> [Problem requirements] Rewrite all of the entries below, replacing "play diagram" with "stage diagram" and keeping everything else unchanged. Omit the pictures from the rewritten version.

━━━━

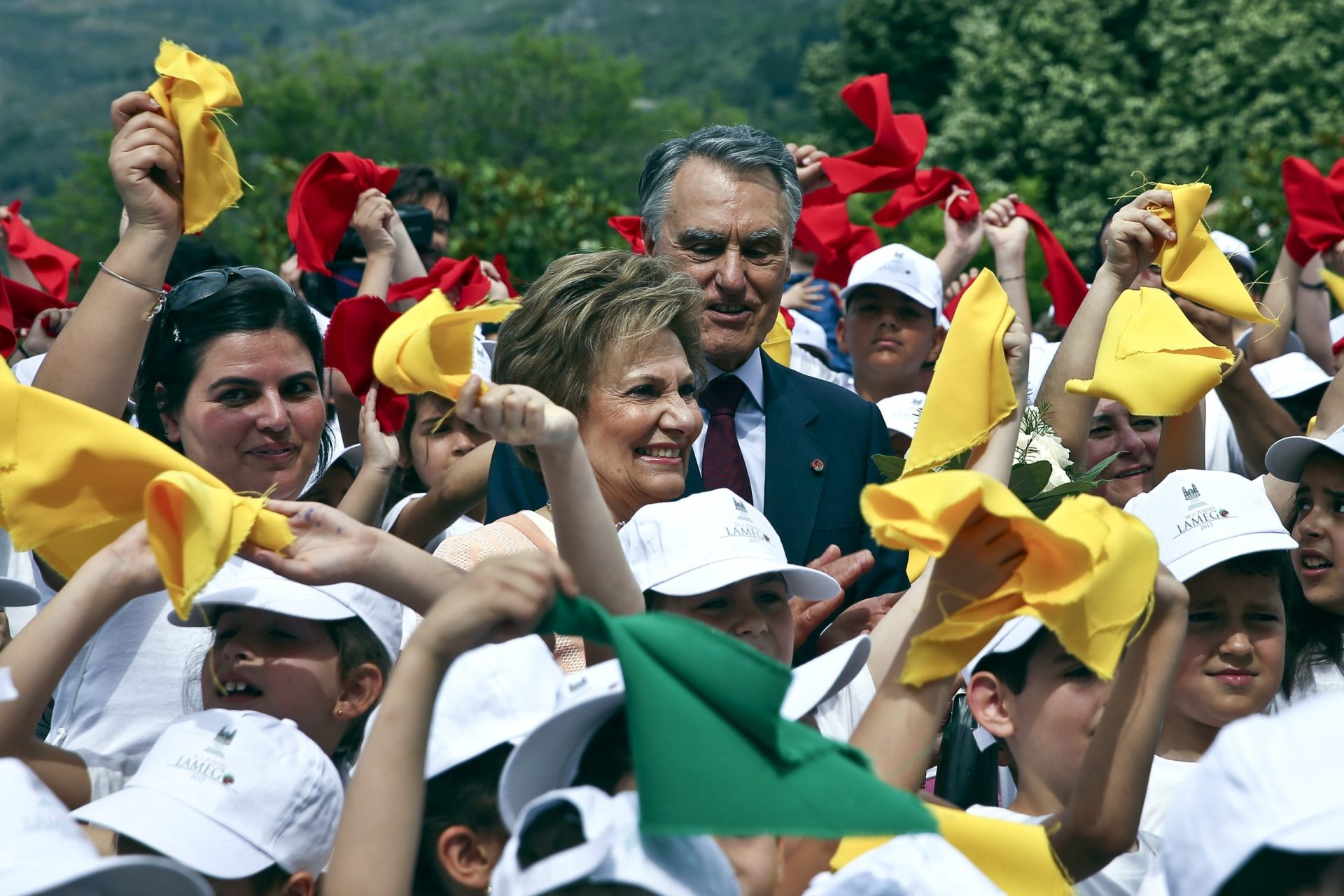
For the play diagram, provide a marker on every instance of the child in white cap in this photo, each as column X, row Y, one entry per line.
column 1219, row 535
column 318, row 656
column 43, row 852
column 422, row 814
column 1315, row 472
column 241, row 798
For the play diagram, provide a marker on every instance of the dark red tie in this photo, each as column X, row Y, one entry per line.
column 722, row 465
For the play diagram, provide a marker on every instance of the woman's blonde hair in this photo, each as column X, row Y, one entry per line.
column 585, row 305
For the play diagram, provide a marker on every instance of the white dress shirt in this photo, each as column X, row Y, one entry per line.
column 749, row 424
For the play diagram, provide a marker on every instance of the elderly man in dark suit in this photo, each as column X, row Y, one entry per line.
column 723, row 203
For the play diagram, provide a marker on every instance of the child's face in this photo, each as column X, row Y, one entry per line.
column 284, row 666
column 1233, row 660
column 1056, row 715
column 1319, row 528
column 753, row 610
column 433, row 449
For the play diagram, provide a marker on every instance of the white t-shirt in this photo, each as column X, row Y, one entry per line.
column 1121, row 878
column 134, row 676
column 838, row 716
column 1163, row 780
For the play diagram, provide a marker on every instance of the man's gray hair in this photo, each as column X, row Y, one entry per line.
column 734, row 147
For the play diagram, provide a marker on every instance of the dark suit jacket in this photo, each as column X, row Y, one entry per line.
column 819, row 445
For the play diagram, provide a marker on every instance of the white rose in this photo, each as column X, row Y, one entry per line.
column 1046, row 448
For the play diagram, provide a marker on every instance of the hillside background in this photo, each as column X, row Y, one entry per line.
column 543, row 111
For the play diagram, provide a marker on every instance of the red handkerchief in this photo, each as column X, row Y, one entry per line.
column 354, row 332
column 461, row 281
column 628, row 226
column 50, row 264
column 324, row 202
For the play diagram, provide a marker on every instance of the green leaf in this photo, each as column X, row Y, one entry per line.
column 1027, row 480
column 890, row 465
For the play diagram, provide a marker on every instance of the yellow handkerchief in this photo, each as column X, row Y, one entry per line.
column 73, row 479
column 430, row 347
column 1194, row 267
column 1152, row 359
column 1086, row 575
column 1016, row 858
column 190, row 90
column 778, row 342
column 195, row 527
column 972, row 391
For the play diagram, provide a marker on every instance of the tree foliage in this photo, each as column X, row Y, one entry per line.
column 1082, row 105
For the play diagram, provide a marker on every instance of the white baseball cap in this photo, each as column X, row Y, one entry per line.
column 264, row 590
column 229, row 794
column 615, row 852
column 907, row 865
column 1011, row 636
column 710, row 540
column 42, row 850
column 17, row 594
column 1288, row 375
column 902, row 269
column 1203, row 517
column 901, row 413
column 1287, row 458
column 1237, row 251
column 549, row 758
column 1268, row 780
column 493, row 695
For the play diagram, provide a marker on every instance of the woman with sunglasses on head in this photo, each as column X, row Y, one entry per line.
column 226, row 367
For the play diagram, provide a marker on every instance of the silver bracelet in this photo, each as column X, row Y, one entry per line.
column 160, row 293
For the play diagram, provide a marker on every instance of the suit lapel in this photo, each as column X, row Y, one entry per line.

━━━━

> [Full solution]
For the stage diagram, provide a marker on every instance of the child in white cap in this photo, each as column X, row Y, one entry per line.
column 1219, row 535
column 318, row 656
column 43, row 852
column 422, row 814
column 1315, row 472
column 241, row 798
For the stage diagram, provide a marker on every instance of the dark red tie in this photo, each as column X, row Y, one entry per line.
column 722, row 465
For the stage diagram, provide a marker on every instance of the woman's blonde hair in this photo, each as column X, row Y, one entry per line.
column 585, row 305
For the stage diagram, provide a marker on every instance of the white dress shirt in this photo, each as column X, row Y, one entry per line.
column 749, row 424
For the stage diagram, provide a marker on every instance of the elderly man in dark suit in this photo, each as column X, row Y, one entry per line.
column 723, row 203
For the stage diagram, provide a marker on every instance of the child's face in this photo, each as column X, row Y, one entry per line.
column 284, row 666
column 1233, row 660
column 1056, row 715
column 1319, row 528
column 753, row 610
column 433, row 449
For the stage diagram, provide a marker on every instance of the white t-shirt in this photo, each as column X, row Y, one entry per line.
column 1121, row 878
column 134, row 676
column 838, row 716
column 1163, row 780
For the stage diagram, provide a marker on every instance of the man's gray hair in this photo, each as column X, row Y, one entry per line.
column 734, row 147
For the stage diagram, provide a marker on every instance of the dark suit jacket in this photo, each as column X, row Y, one entry per line.
column 819, row 445
For the stage diagram, provide a marker on every instance of the white rose in this photo, each as column X, row Y, one entry per line.
column 1046, row 448
For the stage diagram, provide a marker on every instance of the hillside background in this photo, each as column X, row Y, one entry per line.
column 543, row 111
For the stage diagram, provide a marker on every instance of the red handkerchief in this photo, each as column X, row Y, one entry per line.
column 354, row 332
column 461, row 281
column 628, row 226
column 50, row 264
column 324, row 202
For the stage diagram, provide a marker on every instance of the green leaf in this photo, each as column X, row Y, one entry per line.
column 1027, row 480
column 890, row 465
For the stage diagram, provide a marker on every instance of the yellow handkerchief in this photo, each as column X, row Y, one entry per line.
column 73, row 479
column 430, row 347
column 1194, row 267
column 1152, row 359
column 1086, row 575
column 1016, row 858
column 190, row 90
column 778, row 342
column 195, row 527
column 972, row 391
For the stage diagram, provide a marker on every instance of the tree foliage in this photo, each as column X, row Y, one entry per line.
column 1082, row 105
For the stage diagram, provide a marker on every instance of the white baseball cap in this photo, each as column X, row Y, one entry per line.
column 264, row 590
column 229, row 794
column 615, row 852
column 907, row 865
column 1011, row 636
column 710, row 540
column 42, row 850
column 17, row 594
column 1288, row 375
column 902, row 269
column 1203, row 517
column 901, row 413
column 1287, row 458
column 1237, row 251
column 549, row 758
column 1268, row 780
column 493, row 695
For the stage diagram, provide a marker on every instance of the woman with sunglasses on head in this photo, each as column X, row Y, one entry per line.
column 226, row 367
For the stage diagram, provide a marker on every instance of the silver bracelet in this photo, each as column X, row Y, one entry per line.
column 160, row 293
For the stage diagram, provide a marker on every instance of the suit lapel in this photo, each as column X, row Y, one entry per line.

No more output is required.